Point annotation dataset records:
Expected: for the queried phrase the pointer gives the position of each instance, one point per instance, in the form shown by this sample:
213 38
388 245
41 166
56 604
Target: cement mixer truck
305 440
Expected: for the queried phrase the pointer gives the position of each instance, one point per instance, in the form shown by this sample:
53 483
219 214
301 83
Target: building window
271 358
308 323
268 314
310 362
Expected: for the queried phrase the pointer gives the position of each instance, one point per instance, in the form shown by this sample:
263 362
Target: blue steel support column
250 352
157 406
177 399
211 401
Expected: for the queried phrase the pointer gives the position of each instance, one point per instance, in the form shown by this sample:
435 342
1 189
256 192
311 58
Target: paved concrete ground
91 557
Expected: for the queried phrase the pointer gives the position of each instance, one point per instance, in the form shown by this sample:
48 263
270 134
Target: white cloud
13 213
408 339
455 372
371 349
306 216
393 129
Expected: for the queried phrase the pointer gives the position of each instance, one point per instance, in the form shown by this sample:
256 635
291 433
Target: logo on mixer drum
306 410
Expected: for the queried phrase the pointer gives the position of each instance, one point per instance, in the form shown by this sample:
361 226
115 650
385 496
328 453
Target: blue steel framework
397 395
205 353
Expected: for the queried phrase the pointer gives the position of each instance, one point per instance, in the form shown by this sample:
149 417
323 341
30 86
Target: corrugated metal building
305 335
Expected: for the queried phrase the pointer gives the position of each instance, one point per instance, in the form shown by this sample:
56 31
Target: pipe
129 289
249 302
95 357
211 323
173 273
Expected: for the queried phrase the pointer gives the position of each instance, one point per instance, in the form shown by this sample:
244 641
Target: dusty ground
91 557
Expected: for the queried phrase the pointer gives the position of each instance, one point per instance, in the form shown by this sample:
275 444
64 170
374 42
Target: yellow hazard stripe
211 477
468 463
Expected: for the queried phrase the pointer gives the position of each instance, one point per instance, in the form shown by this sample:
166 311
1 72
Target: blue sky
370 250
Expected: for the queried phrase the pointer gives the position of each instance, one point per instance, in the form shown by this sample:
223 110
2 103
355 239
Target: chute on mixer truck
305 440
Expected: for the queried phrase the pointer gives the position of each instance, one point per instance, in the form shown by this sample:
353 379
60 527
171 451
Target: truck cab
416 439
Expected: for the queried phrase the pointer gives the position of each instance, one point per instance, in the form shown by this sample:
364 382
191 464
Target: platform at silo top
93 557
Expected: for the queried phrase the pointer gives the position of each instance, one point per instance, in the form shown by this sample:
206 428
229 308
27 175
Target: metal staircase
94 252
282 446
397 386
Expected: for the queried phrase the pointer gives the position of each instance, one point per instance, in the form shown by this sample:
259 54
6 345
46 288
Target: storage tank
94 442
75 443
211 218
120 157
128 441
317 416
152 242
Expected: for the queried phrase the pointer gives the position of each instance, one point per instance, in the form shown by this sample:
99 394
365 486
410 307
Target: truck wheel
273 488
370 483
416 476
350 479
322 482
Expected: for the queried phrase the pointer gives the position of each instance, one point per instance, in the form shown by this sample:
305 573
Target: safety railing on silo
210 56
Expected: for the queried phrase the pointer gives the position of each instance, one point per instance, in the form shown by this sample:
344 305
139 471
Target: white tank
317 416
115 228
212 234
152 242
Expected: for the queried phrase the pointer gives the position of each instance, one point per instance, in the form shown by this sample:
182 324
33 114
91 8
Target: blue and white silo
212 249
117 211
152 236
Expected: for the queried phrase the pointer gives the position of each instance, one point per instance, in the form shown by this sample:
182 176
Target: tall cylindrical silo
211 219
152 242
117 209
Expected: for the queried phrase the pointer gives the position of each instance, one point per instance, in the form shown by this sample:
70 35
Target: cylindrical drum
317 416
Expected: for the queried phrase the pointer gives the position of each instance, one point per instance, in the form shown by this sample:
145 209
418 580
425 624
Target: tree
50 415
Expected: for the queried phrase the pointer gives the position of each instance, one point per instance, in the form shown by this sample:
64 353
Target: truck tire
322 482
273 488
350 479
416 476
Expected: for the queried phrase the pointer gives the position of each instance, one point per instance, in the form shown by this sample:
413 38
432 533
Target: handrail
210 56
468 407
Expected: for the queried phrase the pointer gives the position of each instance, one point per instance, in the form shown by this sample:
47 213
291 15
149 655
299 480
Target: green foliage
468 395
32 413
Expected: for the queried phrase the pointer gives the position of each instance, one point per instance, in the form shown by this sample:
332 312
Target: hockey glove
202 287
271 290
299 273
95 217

◆ WHAT YOU NEED TO DO ◆
Copy every line verbatim.

◆ RESPONSE BELOW ◆
Expected: for the queried phrase the pointer gives the position of each instance, one point per instance, in the form shown by this sample:
213 38
388 245
41 166
56 604
Target: cement mixer truck
305 440
Expected: for the queried phrase the pointer gives the position of each instance, one point per instance, in the form shown by this sample:
53 483
219 214
301 83
Target: building window
271 358
308 323
268 314
310 362
Expected: for the queried phrase the pointer gives the position of each instance, one point per instance, in the form shown by this sample:
263 362
Target: blue steel support column
250 352
157 406
177 399
211 401
Expected: for the queried phrase the pointer gives the position of each instance, one point per instance, in the form shown by this sample:
435 342
1 189
256 192
311 58
Target: paved concrete ground
91 557
Expected: for the queried phrase the pointer gives the position of each instance, one point per instance, in the form shown by this sample:
48 263
270 134
Target: white cloud
13 213
408 339
455 372
371 349
306 216
393 129
Expected: for the queried phrase the pointer gives the position of each instance, one point per instance, in the form shown by this sample:
256 635
291 433
Target: logo on mixer drum
306 410
Expected: for the queried phrase the pointer gives the position of each instance, one point per instance, in the form shown by this sample:
361 226
115 650
385 496
328 453
Target: blue steel framework
397 395
205 353
Expected: for the queried phrase the pointer gives the position of each instance, one point per instance, in the form shown by this sample:
149 417
323 341
30 86
Target: corrugated metal building
305 335
Expected: for the queried phrase the pointer gives the position of each instance, one point per instance, in the form shown by this sample:
56 31
Target: pipe
129 289
249 302
95 357
211 323
173 273
Expected: for the queried phrase the pointer gives the position of each instance, one point per instance, in the form shown by this sample:
244 641
Target: dusty ground
91 557
Expected: for the queried phrase the pointer gives the position of each instance, one point per instance, in the form shown by this sample:
275 444
64 170
374 42
Target: yellow hazard stripe
211 477
468 463
Expected: for the queried phrase the pointer gives the position of each instance, one point per instance, in the form shown by this sample:
166 311
1 72
Target: blue sky
370 250
Expected: for the queried phrase the pointer gives the position of each instance, one point per instance, in the form shown by this sample:
223 110
2 103
355 239
Target: chute on mixer truck
305 440
Expected: for the queried phrase the pointer gives the position of each instance, one point per instance, in the form shown by this sample:
353 379
60 527
171 451
Target: truck cab
416 439
Expected: for the queried phrase the pointer gives the position of each instance, one point per instance, in the form shown by this sample:
364 382
191 464
Target: platform at silo top
93 557
Expected: for the queried phrase the pointer gives the position of each instance, one point per instance, in the form shown by this sample:
206 428
229 308
27 175
Target: metal staircase
94 252
282 446
397 386
Expected: for the queried phrase the pointer gives the position of each instance, one point per instance, in the form shown by this sample:
259 54
6 345
46 288
Target: storage tank
94 442
75 443
211 218
120 157
128 441
317 416
152 242
Expected: for the queried phrase the pointer gives the position of each instance, one point per instance, in the form shown by this sample:
99 394
365 486
410 307
Target: truck wheel
273 488
370 483
416 476
350 479
322 482
Expected: for the queried phrase the pointer gives the position of each instance, one point per instance, in the form shown by this sample:
305 573
Target: safety railing on silo
210 56
Expected: for the queried phrase the pointer gives the position of each instance, one point per instance, in the form shown by this sample:
344 305
139 471
Target: white tank
317 416
115 228
212 234
152 242
Expected: for the queried phrase the pointer gives the position of each instance, one point per instance, in the form shown by this sample:
182 324
33 114
91 8
Target: blue and white silo
212 249
117 211
152 236
Expected: for the queried phrase the pointer gives the position of each instance, one point per instance, in the form shown by this sample:
182 176
Target: tall cylindrical silo
211 219
152 242
117 209
Expected: for the queried phrase the pointer gives the position of each instance, one point per instance, in the form shown by this sample:
70 35
Target: cylindrical drum
317 416
Expected: for the queried phrase the pointer gives the position of each instance, one point per instance, in the form shown by this sample:
145 209
418 580
425 624
Target: tree
50 415
Expected: for the queried phrase the pointer gives the position of each instance, one point per instance, in the form shown by this sample:
64 353
Target: truck tire
322 482
273 488
350 479
416 476
Expected: for the queried phrase the pointer gives the position of each instance, one point per instance, in the form shown by this sample:
413 38
432 533
Target: handrail
210 56
468 407
Expected: for the queried phrase the pointer gives the position of each instance, one point per instance, in the form shown by this sample:
47 213
291 15
149 655
299 480
Target: green foliage
468 395
32 413
Expected: for the queried phrase the pointer gives the position of each instance, one point per instance, in the form shown by this sample:
332 312
Target: hockey glove
202 287
271 290
299 273
95 217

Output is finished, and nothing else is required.